• _DOCUMENT SECTION_

Rogerius Josephus BOSCOVICH

b. 18 May 1711 - d. 13 February 1787

Summary. Rogerius Josephus Boscovich was a Jesuit priest from Dubrovnik, Dalmatia, who developed in 1760 a simple geometrical method of fitting a straight line to a set of observations on two variables using (constrained) least sum of absolute deviations. This procedure was subsequently popularised in an algebraic form by Laplace.

Rogerius Josephus Boscovich (Italian: Ruggiero Giuseppe Boscovich; Croatian: Rugjer (or Rudjer) Josip Bo\v {s}kovi\'{c}) was born in Ragusa (now Dubrovnik, Croatia), the sixth son of a merchant's agent. He was educated at the (Jesuit) Collegium Ragusinum in Ragusa and at the (Jesuit) Collegium Romanum in Rome (Italy), but long before he had completed his training as a Jesuit priest he discovered his vocation as a teacher of mathematics. Indeed, in 1740 he succeeded his own teacher as professor of mathematics at the Collegium Romanum. In the years following 1743 Boscovich was employed by Pope Benedict XIV as an adviser on a variety of mathematical problems. In particular, in 1750-1752 Boscovich and the English Jesuit Christopher Maire were commissioned to measure an arc of the meridian in the vicinity of Rome and to prepare a new geographical map of the Papal States. A detailed account of this geodetic survey was published by Maire and Boscovich in 1755 and a summary by Boscovich alone in 1757.

• _WHAT YOU SHOULD DO_
Set down, word for word, the passage of the Boscovich biography that opens with the words containing "Summary. Rogerius Josephus" and closes with "form by Laplace.".

(Excerpts from point annotation data)
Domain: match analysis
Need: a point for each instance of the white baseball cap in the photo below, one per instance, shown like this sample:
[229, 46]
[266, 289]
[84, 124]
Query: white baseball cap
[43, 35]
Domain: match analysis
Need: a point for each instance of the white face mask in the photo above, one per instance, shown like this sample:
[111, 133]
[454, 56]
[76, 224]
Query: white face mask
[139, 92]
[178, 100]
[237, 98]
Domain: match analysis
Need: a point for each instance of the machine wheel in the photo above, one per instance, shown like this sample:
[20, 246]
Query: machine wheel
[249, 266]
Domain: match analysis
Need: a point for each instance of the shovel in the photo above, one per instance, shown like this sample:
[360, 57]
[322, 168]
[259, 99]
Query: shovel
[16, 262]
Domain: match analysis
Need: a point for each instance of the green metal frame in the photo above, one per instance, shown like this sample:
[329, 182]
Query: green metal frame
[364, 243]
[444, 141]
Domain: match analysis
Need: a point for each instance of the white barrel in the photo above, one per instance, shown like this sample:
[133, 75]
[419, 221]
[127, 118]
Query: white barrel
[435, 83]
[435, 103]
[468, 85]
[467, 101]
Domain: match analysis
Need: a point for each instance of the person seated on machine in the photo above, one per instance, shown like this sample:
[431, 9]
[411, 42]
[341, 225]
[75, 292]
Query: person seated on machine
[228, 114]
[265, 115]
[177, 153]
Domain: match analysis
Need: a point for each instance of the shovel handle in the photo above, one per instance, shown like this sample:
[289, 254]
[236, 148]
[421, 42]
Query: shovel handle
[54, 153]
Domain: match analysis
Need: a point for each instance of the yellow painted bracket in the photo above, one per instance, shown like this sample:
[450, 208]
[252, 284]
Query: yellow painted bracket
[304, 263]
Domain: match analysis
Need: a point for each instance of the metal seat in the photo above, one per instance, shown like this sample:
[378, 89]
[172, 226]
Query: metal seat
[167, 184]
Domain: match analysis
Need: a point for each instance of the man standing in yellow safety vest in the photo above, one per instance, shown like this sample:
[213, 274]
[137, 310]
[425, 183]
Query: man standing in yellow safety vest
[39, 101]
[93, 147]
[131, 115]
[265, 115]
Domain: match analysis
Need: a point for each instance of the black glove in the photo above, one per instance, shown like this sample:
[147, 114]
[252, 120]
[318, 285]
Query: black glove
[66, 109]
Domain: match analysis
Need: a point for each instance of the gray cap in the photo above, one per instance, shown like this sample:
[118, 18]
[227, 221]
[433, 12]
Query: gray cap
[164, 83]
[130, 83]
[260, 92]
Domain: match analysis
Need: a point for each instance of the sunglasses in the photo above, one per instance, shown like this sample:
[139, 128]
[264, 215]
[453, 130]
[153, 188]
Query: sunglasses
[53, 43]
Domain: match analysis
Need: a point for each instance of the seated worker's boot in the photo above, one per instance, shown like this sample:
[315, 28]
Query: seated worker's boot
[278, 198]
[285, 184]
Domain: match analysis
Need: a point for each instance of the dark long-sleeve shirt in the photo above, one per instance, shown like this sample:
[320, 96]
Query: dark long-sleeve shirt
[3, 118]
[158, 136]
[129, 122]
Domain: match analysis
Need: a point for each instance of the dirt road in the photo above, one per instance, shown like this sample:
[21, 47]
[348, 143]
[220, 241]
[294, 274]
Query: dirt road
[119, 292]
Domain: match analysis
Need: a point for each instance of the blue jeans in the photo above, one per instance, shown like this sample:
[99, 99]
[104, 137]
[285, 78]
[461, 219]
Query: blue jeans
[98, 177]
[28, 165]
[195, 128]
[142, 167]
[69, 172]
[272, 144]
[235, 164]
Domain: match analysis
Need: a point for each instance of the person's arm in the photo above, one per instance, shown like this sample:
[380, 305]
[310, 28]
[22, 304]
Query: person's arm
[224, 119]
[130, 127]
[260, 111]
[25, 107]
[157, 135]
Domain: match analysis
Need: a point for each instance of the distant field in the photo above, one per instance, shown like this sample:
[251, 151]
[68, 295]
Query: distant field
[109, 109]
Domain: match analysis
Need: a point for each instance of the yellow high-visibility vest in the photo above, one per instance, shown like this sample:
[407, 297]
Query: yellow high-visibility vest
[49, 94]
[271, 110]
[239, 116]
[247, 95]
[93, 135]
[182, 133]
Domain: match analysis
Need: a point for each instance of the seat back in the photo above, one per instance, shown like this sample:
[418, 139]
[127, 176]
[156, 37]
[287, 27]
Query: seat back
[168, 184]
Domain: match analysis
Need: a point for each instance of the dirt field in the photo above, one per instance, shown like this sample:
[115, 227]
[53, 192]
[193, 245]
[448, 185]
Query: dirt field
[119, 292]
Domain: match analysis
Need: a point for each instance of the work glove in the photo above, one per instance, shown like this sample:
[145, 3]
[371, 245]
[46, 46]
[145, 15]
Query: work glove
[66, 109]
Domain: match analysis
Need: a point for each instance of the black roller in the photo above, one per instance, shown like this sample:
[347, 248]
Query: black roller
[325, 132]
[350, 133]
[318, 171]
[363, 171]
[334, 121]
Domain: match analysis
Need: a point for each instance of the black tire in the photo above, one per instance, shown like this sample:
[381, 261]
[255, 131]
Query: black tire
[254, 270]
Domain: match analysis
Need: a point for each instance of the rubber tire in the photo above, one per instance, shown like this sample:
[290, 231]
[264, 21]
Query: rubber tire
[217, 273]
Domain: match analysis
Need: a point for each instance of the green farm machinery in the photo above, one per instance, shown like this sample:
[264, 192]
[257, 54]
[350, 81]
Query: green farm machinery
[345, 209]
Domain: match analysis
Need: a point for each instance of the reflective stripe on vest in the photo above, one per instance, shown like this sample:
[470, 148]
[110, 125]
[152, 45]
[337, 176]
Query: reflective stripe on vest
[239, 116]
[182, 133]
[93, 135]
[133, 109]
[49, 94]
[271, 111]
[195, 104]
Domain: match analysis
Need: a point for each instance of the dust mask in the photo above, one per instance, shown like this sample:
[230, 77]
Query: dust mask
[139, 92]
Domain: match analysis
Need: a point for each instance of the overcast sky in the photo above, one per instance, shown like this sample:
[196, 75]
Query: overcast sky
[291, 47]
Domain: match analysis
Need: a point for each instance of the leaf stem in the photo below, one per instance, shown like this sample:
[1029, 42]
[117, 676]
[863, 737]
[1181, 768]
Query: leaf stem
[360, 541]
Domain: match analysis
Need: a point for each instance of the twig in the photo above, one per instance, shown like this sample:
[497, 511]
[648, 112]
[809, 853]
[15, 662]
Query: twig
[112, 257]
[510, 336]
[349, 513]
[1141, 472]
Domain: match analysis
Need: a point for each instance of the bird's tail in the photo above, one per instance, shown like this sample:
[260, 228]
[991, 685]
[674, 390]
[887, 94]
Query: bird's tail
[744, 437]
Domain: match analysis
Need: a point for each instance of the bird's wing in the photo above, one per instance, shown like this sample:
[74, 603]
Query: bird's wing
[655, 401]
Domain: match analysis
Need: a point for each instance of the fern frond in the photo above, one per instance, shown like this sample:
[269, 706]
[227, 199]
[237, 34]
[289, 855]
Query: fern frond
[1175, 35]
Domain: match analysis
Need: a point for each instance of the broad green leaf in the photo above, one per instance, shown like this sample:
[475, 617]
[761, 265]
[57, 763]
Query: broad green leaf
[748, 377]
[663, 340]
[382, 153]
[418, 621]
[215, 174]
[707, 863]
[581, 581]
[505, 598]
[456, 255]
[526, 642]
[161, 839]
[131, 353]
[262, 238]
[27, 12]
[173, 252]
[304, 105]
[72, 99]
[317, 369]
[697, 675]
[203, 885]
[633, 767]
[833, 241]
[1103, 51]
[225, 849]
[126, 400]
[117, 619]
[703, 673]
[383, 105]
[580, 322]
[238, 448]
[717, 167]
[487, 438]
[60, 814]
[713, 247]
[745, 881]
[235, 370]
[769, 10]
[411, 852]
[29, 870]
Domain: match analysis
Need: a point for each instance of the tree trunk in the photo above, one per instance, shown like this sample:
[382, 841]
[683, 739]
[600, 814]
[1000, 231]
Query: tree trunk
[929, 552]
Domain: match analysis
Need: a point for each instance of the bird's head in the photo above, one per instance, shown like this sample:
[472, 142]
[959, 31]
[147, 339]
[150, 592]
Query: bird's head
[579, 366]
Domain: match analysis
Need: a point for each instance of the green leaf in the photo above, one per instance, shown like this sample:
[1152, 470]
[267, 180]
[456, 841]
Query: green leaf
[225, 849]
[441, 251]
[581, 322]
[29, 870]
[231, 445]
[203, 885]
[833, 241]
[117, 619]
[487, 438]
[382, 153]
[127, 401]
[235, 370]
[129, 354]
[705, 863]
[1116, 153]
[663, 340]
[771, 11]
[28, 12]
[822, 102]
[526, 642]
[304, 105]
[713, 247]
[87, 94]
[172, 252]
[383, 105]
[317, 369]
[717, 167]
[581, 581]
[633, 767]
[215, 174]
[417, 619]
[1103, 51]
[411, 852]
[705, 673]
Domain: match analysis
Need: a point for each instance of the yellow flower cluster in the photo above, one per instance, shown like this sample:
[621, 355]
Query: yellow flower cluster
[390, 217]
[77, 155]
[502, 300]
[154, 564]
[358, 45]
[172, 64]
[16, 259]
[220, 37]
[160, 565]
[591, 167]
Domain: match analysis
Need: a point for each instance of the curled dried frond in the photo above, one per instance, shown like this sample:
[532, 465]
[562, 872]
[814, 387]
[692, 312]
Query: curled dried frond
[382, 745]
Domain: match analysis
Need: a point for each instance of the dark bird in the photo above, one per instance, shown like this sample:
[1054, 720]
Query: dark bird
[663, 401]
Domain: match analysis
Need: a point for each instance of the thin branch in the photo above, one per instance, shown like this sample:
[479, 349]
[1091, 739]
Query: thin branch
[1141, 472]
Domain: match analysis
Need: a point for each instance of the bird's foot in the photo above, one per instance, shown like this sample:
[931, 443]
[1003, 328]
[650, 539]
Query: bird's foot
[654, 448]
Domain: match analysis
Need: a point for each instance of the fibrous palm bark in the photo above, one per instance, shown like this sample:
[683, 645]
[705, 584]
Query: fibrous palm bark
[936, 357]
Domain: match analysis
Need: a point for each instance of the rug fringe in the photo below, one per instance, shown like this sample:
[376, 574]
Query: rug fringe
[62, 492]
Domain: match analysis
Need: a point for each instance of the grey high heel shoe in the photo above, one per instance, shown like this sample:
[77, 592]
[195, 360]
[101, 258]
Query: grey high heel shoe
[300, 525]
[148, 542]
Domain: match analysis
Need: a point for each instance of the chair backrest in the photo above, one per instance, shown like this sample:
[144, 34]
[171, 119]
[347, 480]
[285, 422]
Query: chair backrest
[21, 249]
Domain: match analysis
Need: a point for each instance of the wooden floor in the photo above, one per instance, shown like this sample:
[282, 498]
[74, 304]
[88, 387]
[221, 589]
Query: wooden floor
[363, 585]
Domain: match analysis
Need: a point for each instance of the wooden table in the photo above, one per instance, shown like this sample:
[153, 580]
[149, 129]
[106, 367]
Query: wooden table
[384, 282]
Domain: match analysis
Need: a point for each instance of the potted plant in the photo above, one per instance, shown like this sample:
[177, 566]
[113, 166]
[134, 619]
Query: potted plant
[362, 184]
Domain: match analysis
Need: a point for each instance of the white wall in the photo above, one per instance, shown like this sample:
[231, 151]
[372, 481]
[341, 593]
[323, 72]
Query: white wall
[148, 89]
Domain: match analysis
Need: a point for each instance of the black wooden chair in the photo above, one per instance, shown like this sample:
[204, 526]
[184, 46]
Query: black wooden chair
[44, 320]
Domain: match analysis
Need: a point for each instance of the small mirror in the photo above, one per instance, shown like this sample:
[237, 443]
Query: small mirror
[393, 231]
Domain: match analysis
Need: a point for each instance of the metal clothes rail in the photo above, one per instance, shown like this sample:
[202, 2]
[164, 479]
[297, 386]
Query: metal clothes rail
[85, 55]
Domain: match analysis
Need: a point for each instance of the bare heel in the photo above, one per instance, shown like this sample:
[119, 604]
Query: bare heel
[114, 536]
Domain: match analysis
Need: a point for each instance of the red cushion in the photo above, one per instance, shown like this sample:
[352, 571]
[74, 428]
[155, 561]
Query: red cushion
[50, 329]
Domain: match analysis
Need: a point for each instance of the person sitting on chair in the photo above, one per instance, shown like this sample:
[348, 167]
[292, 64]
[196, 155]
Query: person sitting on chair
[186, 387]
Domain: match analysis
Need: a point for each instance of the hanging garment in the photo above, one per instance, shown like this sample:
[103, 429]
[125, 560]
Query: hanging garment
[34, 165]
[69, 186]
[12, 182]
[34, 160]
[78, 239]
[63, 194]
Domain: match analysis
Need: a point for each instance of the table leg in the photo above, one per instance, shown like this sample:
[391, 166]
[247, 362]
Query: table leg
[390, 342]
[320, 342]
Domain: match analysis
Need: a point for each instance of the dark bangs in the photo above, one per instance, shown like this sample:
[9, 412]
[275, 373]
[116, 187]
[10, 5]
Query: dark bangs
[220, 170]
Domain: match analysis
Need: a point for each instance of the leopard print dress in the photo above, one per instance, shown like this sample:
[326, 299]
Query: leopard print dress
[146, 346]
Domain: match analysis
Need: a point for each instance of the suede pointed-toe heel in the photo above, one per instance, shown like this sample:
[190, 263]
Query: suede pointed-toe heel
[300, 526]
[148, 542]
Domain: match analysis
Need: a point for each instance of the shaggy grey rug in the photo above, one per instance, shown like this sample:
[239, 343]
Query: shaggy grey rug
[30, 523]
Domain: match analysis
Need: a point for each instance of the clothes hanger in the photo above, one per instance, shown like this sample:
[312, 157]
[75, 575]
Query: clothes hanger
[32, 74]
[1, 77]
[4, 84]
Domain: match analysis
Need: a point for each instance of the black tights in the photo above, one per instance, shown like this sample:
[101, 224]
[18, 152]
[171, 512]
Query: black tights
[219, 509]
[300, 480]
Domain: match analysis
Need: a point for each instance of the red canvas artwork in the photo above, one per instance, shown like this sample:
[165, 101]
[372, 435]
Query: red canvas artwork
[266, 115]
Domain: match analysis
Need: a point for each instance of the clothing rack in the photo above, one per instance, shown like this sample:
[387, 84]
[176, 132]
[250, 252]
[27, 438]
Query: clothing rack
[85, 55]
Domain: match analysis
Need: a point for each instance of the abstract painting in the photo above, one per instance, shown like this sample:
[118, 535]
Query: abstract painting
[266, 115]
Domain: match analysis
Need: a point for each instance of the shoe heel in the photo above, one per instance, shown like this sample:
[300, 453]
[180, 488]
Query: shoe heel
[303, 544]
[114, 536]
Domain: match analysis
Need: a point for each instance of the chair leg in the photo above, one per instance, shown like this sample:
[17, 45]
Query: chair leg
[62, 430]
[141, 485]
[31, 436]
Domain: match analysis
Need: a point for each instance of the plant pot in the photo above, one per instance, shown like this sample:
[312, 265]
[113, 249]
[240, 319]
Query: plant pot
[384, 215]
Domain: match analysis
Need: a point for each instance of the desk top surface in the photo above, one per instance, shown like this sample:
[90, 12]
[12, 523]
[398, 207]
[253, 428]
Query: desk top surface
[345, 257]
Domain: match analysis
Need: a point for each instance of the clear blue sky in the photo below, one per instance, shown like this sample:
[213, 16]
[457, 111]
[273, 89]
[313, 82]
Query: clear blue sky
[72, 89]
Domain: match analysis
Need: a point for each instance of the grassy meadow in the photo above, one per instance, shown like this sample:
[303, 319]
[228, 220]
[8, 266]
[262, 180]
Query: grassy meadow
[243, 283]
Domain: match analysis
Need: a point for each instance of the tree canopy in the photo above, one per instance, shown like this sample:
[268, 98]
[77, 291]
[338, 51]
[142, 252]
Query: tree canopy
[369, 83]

• _COMPLETE OUTPUT_
Summary. Rogerius Josephus Boscovich was a Jesuit priest from Dubrovnik, Dalmatia, who developed in 1760 a simple geometrical method of fitting a straight line to a set of observations on two variables using (constrained) least sum of absolute deviations. This procedure was subsequently popularised in an algebraic form by Laplace.